Boundary labeling items
****************

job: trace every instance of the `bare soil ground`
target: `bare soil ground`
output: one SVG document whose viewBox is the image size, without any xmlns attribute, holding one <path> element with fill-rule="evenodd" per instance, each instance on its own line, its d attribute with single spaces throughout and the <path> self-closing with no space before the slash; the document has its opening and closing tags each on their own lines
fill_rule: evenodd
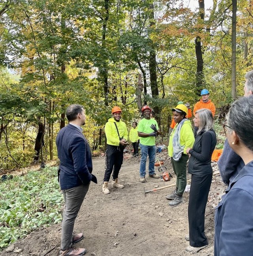
<svg viewBox="0 0 253 256">
<path fill-rule="evenodd" d="M 75 231 L 82 232 L 85 235 L 77 246 L 86 248 L 87 255 L 189 255 L 191 253 L 185 250 L 189 242 L 184 240 L 189 232 L 189 193 L 184 193 L 183 203 L 174 207 L 168 205 L 165 197 L 174 187 L 145 194 L 144 189 L 175 183 L 175 175 L 170 181 L 163 182 L 149 178 L 147 172 L 147 182 L 140 183 L 140 157 L 132 158 L 128 153 L 125 155 L 126 159 L 120 172 L 119 180 L 125 187 L 112 189 L 110 184 L 111 193 L 107 195 L 102 191 L 105 158 L 93 159 L 93 173 L 98 184 L 91 184 L 76 220 Z M 167 152 L 158 155 L 172 172 Z M 157 167 L 156 169 L 158 173 Z M 200 256 L 213 254 L 214 207 L 225 188 L 223 183 L 216 182 L 216 177 L 213 176 L 206 211 L 205 229 L 209 245 L 197 253 Z M 187 179 L 190 178 L 189 175 Z M 58 256 L 60 232 L 60 225 L 42 228 L 15 243 L 12 252 L 5 250 L 0 255 Z M 49 251 L 50 249 L 52 250 Z"/>
</svg>

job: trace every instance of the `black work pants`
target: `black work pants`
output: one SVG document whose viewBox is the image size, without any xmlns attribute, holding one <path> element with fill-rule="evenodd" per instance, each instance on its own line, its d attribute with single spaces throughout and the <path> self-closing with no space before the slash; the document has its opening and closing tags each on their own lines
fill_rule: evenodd
<svg viewBox="0 0 253 256">
<path fill-rule="evenodd" d="M 138 149 L 139 143 L 137 141 L 136 142 L 132 142 L 132 143 L 133 144 L 133 147 L 134 148 L 133 154 L 139 154 L 139 150 Z"/>
<path fill-rule="evenodd" d="M 104 173 L 104 181 L 109 181 L 112 172 L 112 178 L 118 178 L 119 172 L 123 162 L 123 151 L 120 151 L 117 146 L 107 145 L 106 149 L 106 168 Z"/>
<path fill-rule="evenodd" d="M 213 174 L 192 174 L 188 206 L 190 245 L 200 247 L 208 244 L 205 235 L 205 212 Z"/>
</svg>

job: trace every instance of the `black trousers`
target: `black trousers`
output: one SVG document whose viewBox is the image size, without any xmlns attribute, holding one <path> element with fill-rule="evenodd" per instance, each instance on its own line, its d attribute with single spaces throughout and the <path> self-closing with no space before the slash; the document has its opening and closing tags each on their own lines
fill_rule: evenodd
<svg viewBox="0 0 253 256">
<path fill-rule="evenodd" d="M 205 212 L 213 174 L 192 174 L 188 220 L 190 245 L 200 247 L 208 244 L 205 235 Z"/>
<path fill-rule="evenodd" d="M 133 144 L 133 147 L 134 148 L 134 155 L 135 155 L 136 154 L 139 154 L 139 149 L 138 149 L 139 143 L 136 142 L 132 142 L 132 143 Z"/>
<path fill-rule="evenodd" d="M 198 130 L 198 127 L 196 126 L 194 126 L 194 130 L 193 131 L 193 133 L 194 134 L 194 138 L 196 139 L 197 137 L 197 132 Z"/>
<path fill-rule="evenodd" d="M 112 178 L 118 178 L 119 172 L 123 162 L 123 151 L 119 147 L 107 145 L 106 149 L 106 168 L 104 173 L 104 181 L 109 181 L 112 172 Z"/>
</svg>

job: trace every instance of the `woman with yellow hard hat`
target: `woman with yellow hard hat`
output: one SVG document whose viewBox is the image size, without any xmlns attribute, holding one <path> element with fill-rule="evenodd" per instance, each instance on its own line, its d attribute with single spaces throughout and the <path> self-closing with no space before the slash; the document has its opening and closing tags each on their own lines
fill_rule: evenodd
<svg viewBox="0 0 253 256">
<path fill-rule="evenodd" d="M 187 107 L 179 104 L 172 111 L 176 125 L 170 136 L 168 153 L 171 158 L 177 181 L 176 189 L 166 198 L 172 200 L 169 205 L 175 206 L 183 202 L 183 194 L 186 186 L 186 164 L 189 158 L 186 149 L 192 147 L 194 139 L 191 124 L 186 118 Z"/>
</svg>

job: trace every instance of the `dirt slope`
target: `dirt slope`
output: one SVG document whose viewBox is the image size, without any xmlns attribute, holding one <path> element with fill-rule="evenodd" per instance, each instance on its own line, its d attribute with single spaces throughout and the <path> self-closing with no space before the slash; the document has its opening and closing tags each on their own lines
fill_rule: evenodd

****************

§ Short problem
Write the listing above out again exactly, dropping each image.

§ Completed exercise
job: trace every instance of the `bare soil ground`
target: `bare soil ground`
output: one SVG document whose viewBox is the image size, without any xmlns attribute, holding one <path> element with fill-rule="evenodd" per instance, each instance on its own line, its d attribute with single spaces throughout and the <path> self-closing with no space before the slash; the document has its opening and closing tags each on their own lines
fill_rule: evenodd
<svg viewBox="0 0 253 256">
<path fill-rule="evenodd" d="M 75 231 L 82 232 L 85 235 L 77 246 L 86 248 L 87 255 L 189 255 L 191 253 L 185 250 L 189 242 L 184 240 L 189 232 L 189 193 L 184 193 L 183 203 L 174 207 L 168 205 L 165 197 L 174 187 L 145 194 L 144 189 L 175 183 L 175 175 L 170 181 L 163 182 L 149 178 L 147 172 L 147 182 L 140 183 L 140 157 L 132 158 L 128 153 L 125 155 L 126 159 L 120 172 L 119 180 L 125 187 L 112 189 L 110 184 L 111 193 L 107 195 L 102 191 L 105 158 L 93 159 L 93 173 L 98 184 L 91 184 L 76 220 Z M 167 152 L 158 155 L 172 172 Z M 157 167 L 156 169 L 158 173 Z M 200 256 L 213 254 L 214 207 L 225 188 L 223 183 L 216 182 L 216 177 L 213 176 L 206 211 L 205 229 L 209 245 L 197 253 Z M 187 179 L 190 178 L 189 175 Z M 58 256 L 60 232 L 60 225 L 42 228 L 15 243 L 12 252 L 5 250 L 0 255 Z M 49 251 L 50 249 L 52 250 Z"/>
</svg>

job: trace every instance of the `black work pants`
target: `black work pants`
output: one SVG document whose viewBox is the image size, without any xmlns attribute, holding one <path> element with fill-rule="evenodd" per instance, each instance on its own line, its d attribute with single spaces throughout and the <path> self-closing with no space before the slash; the document has its opening and closing tags each on their own lines
fill_rule: evenodd
<svg viewBox="0 0 253 256">
<path fill-rule="evenodd" d="M 138 149 L 139 143 L 137 141 L 136 142 L 132 142 L 132 143 L 133 144 L 133 147 L 134 148 L 133 154 L 139 154 L 139 150 Z"/>
<path fill-rule="evenodd" d="M 104 173 L 104 181 L 109 181 L 112 172 L 112 178 L 118 178 L 119 172 L 123 162 L 123 151 L 120 151 L 117 146 L 107 145 L 106 149 L 106 168 Z"/>
<path fill-rule="evenodd" d="M 213 174 L 192 174 L 188 206 L 190 245 L 200 247 L 208 244 L 205 235 L 205 212 Z"/>
</svg>

job: trace every instance of the `black trousers`
target: `black trousers`
output: one SVG document whose viewBox is the image size, without any xmlns attribute, holding one <path> element with fill-rule="evenodd" per instance, each instance on its own line, its d attribute with single spaces throughout and the <path> self-closing with no space before the slash; the document has its opening and closing tags each on their own lines
fill_rule: evenodd
<svg viewBox="0 0 253 256">
<path fill-rule="evenodd" d="M 205 212 L 213 174 L 192 174 L 188 220 L 190 245 L 200 247 L 208 244 L 205 235 Z"/>
<path fill-rule="evenodd" d="M 133 144 L 133 147 L 134 148 L 134 155 L 135 155 L 136 154 L 139 154 L 139 149 L 138 149 L 139 143 L 136 142 L 132 142 L 132 143 Z"/>
<path fill-rule="evenodd" d="M 198 130 L 198 127 L 196 126 L 194 126 L 194 130 L 193 131 L 193 133 L 194 134 L 194 138 L 196 139 L 197 137 L 197 132 Z"/>
<path fill-rule="evenodd" d="M 112 178 L 118 178 L 119 172 L 123 162 L 123 151 L 119 147 L 107 145 L 106 149 L 106 168 L 104 173 L 104 181 L 109 181 L 112 172 Z"/>
</svg>

job: trace every instance of the `woman with yellow hard hat`
target: `woman with yellow hard hat`
output: one SVG document whose viewBox is the image size, without any xmlns attribute, holding one <path> element with fill-rule="evenodd" per instance, each instance on its own line, its d attribute with single spaces throughout and the <path> self-closing with no space before the slash; the document has its opening and closing tags each on their own lines
fill_rule: evenodd
<svg viewBox="0 0 253 256">
<path fill-rule="evenodd" d="M 187 107 L 179 104 L 172 111 L 176 125 L 170 136 L 168 153 L 171 158 L 177 181 L 176 189 L 166 198 L 172 200 L 169 205 L 175 206 L 183 202 L 183 194 L 186 186 L 186 164 L 189 158 L 186 149 L 192 147 L 194 139 L 191 124 L 186 118 Z"/>
</svg>

job: trace every instance of the `dirt slope`
target: `dirt slope`
output: one SVG document whose viewBox is the image size, without any xmlns attribute, holding one <path> element with fill-rule="evenodd" per instance, each instance on its own line, its d attribute with single spaces throughout and the <path> self-closing with no space before the slash; the document has its opening and closing tags each on their own lines
fill_rule: evenodd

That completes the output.